**Goal**
Can you convert the lines below into a numbered list, leaving out any blank lines?

[Object location annotation data]
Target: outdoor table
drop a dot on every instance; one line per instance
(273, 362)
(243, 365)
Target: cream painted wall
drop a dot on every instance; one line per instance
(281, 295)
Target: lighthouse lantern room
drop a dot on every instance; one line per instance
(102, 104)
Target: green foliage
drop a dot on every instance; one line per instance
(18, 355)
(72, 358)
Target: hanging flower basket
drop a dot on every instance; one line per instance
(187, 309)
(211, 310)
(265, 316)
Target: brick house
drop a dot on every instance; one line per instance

**Exercise output**
1. Target: outdoor table
2. drop a dot on every instance; one line per instance
3. (273, 362)
4. (243, 365)
5. Target: cream painted wall
6. drop a dot on every instance; one line per instance
7. (281, 295)
8. Target: lighthouse lantern room
9. drop a dot on every instance; one line per instance
10. (102, 104)
11. Target: green foliage
12. drop a dot on every instance; one line per instance
13. (18, 355)
14. (72, 358)
15. Target: hanging flower basket
16. drop a dot on every instance; one line per instance
17. (187, 309)
18. (211, 310)
19. (265, 316)
20. Target: brick house
21. drop a dot on every instance; one line per instance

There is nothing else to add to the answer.